··· SELECTED EXCERPT

In this case, although the Tribunal did not use the word "improper", it was clearly determining whether any untoward conduct had occurred. That is a legitimate question in the context of deciding whether a person is no longer a suitable person to be an authorised carer. The Tribunal does not have to go further and determine whether such conduct is likely to occur again. In any case, the Tribunal did address the fact that DRZ regretted her conduct and had learnt her lesson. At [171] the Tribunal found that DRZ "deeply regrets" both that she did not disclose, her relationship with Mr AB from the beginning or after the police contacted her in October 2018. These aspects of the ground of appeal are not made out.
Finally, DRZ submitted that there was no evidence to support the finding of fact at [16] and [167] that DRZ demonstrated a serious lack of insight and understanding of her protective role as authorised carer. That finding was made in the face of findings that Mr AB did not pose a real and appreciable risk to the safety of his own children and that there was no evidence that the child was placed at risk through her contact with Mr AB.
A finding that the child was not actually placed at risk through her contact with Mr AB is not inconsistent with a finding that DRZ had no insight into the potential risk. Continuing to have contact with Mr AB was evidence that she had no insight into the potential risk of that contact. We reject this ground of appeal on that basis.

······
··· DATA SHOWN

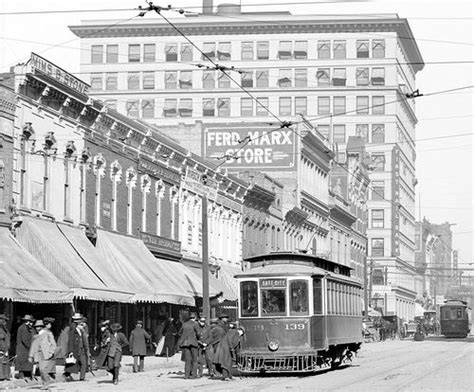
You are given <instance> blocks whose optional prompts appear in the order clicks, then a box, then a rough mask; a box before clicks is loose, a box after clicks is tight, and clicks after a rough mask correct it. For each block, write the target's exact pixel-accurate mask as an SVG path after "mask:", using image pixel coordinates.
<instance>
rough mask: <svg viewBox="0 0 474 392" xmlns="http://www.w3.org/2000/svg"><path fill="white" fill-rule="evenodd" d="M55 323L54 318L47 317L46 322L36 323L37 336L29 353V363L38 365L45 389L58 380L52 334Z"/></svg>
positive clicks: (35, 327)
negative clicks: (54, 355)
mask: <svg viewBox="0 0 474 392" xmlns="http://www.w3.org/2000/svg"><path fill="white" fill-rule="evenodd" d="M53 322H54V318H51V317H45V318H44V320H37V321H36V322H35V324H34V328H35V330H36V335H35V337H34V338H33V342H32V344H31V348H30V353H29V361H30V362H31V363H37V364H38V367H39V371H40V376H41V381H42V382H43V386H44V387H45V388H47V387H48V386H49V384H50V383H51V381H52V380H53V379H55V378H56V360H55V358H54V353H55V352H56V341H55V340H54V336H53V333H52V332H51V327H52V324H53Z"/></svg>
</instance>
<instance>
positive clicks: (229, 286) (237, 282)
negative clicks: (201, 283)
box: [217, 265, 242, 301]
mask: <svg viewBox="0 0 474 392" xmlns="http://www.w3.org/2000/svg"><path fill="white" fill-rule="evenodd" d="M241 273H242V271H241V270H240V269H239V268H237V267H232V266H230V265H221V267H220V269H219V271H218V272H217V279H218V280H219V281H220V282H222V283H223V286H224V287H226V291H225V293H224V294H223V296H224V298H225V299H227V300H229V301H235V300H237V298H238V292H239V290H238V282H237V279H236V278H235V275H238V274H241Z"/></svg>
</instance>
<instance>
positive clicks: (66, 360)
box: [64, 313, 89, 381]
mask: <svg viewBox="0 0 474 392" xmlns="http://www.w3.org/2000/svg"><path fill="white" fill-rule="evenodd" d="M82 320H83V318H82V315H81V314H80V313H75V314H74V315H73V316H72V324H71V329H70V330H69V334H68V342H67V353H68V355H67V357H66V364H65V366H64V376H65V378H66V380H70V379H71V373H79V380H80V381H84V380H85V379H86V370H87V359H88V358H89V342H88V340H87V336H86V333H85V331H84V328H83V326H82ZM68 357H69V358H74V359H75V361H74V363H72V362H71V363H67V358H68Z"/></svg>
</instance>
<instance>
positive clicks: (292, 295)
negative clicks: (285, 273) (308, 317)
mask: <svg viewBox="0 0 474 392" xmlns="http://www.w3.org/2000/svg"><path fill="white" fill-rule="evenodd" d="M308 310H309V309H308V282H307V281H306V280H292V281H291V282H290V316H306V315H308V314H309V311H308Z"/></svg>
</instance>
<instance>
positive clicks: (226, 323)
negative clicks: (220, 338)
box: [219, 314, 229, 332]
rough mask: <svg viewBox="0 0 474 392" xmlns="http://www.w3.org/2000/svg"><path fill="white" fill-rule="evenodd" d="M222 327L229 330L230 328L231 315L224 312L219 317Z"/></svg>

······
··· DATA SHOWN

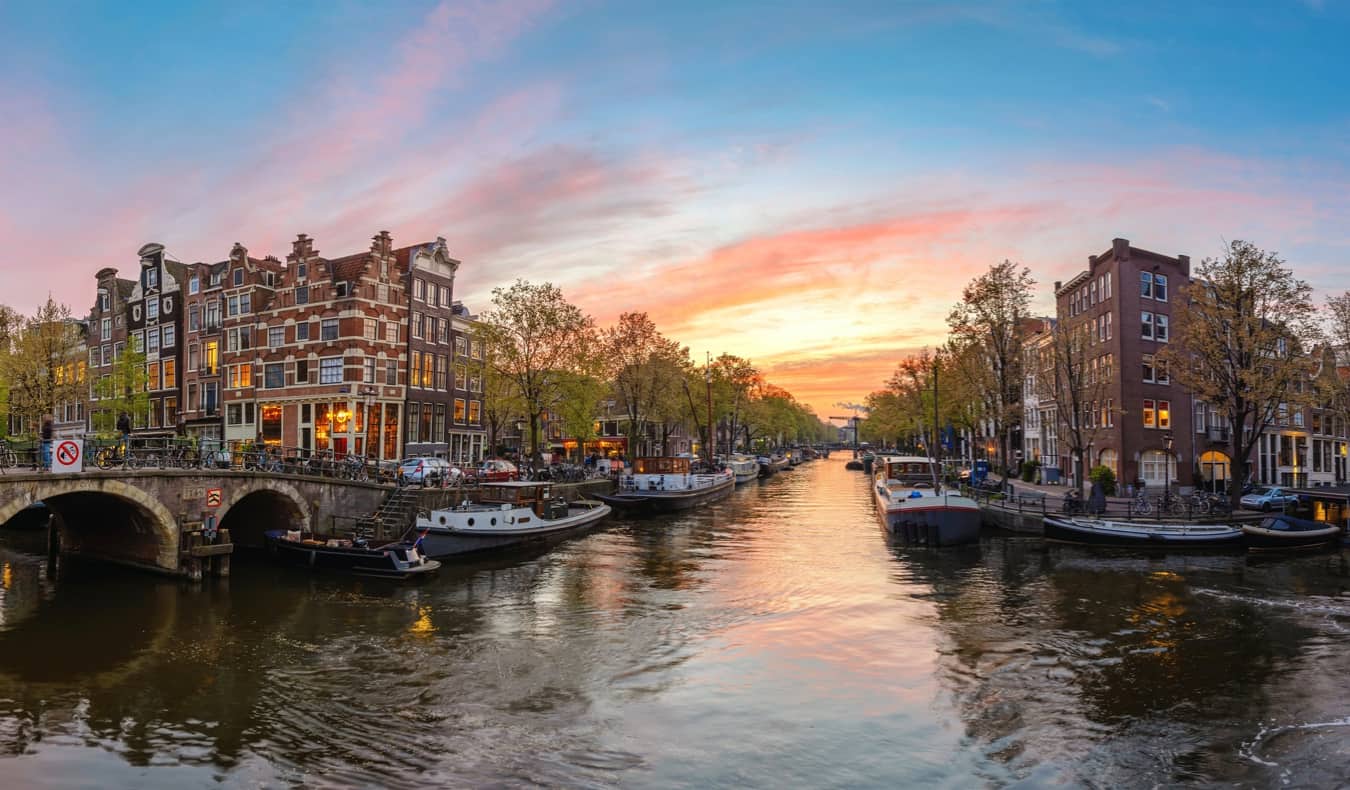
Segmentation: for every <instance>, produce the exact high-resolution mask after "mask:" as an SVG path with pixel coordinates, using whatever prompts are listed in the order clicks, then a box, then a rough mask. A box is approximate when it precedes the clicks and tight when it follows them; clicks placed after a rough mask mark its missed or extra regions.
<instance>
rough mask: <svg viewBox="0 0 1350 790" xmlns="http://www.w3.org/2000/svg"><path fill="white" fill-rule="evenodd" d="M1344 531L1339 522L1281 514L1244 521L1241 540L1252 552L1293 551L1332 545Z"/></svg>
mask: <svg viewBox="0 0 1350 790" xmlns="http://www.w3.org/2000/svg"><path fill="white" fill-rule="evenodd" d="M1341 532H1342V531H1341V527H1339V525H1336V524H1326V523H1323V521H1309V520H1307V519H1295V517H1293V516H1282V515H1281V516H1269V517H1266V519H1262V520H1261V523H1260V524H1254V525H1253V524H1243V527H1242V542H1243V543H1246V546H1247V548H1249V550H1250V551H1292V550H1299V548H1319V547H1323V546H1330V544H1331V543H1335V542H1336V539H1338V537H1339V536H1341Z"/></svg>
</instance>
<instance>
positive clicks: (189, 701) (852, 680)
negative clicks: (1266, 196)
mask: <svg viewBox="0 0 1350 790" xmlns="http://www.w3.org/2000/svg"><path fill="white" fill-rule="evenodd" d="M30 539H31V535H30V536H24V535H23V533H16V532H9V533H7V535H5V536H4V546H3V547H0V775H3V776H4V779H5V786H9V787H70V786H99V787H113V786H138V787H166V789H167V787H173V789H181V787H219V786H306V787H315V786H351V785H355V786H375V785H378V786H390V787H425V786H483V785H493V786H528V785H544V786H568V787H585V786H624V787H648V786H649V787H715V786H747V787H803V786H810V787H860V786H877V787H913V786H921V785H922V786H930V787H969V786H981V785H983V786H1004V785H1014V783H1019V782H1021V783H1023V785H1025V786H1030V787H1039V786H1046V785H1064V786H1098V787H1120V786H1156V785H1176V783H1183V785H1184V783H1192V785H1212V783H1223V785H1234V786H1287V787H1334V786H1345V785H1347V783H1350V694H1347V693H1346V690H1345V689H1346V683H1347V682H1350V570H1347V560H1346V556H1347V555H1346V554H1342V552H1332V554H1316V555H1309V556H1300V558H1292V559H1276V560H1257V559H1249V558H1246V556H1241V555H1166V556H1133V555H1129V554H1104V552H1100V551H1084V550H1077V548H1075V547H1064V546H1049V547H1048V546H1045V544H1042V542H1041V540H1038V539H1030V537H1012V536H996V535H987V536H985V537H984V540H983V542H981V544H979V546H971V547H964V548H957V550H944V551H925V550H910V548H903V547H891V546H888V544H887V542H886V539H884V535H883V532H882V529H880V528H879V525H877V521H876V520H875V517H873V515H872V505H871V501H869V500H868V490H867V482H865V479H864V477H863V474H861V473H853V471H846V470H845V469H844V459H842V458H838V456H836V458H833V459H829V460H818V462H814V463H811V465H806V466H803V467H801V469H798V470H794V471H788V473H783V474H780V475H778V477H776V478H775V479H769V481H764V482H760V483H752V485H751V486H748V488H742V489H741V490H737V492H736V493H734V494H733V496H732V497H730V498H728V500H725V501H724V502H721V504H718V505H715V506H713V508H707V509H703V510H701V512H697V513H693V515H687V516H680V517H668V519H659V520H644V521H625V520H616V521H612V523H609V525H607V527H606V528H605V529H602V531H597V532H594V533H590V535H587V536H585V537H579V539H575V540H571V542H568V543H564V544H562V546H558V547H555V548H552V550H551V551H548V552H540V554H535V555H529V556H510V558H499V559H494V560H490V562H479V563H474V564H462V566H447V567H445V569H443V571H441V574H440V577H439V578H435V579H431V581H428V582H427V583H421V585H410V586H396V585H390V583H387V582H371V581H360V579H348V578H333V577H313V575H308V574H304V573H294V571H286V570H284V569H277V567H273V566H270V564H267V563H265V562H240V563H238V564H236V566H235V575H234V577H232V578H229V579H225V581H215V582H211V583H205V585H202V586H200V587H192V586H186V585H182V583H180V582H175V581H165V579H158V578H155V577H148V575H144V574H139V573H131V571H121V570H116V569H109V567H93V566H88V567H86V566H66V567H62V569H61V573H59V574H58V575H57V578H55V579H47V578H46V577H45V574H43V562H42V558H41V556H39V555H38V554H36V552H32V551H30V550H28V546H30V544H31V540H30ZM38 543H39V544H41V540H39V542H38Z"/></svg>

······

■ BRIEF A
Copy the entire passage on DRZ's appeal, word for word.
■ BRIEF B
Pull out every line of the records that contains the string "coordinates".

■ YOUR RESPONSE A
In this case, although the Tribunal did not use the word "improper", it was clearly determining whether any untoward conduct had occurred. That is a legitimate question in the context of deciding whether a person is no longer a suitable person to be an authorised carer. The Tribunal does not have to go further and determine whether such conduct is likely to occur again. In any case, the Tribunal did address the fact that DRZ regretted her conduct and had learnt her lesson. At [171] the Tribunal found that DRZ "deeply regrets" both that she did not disclose, her relationship with Mr AB from the beginning or after the police contacted her in October 2018. These aspects of the ground of appeal are not made out.
Finally, DRZ submitted that there was no evidence to support the finding of fact at [16] and [167] that DRZ demonstrated a serious lack of insight and understanding of her protective role as authorised carer. That finding was made in the face of findings that Mr AB did not pose a real and appreciable risk to the safety of his own children and that there was no evidence that the child was placed at risk through her contact with Mr AB.
A finding that the child was not actually placed at risk through her contact with Mr AB is not inconsistent with a finding that DRZ had no insight into the potential risk. Continuing to have contact with Mr AB was evidence that she had no insight into the potential risk of that contact. We reject this ground of appeal on that basis.

■ YOUR RESPONSE B
You are given <instance> blocks whose optional prompts appear in the order clicks, then a box, then a rough mask; a box before clicks is loose, a box after clicks is tight, and clicks after a rough mask correct it. For each block, write the target's exact pixel-accurate mask as an SVG path after "mask:", using image pixel coordinates.
Segmentation: for every <instance>, produce the exact high-resolution mask after "mask:" as an SVG path with pixel coordinates, using whatever prompts are listed in the order clicks, then a box, then a rough mask. A box is approximate when it precedes the clicks and tight when it follows them; clicks placed after a rough mask mark its missed or extra regions.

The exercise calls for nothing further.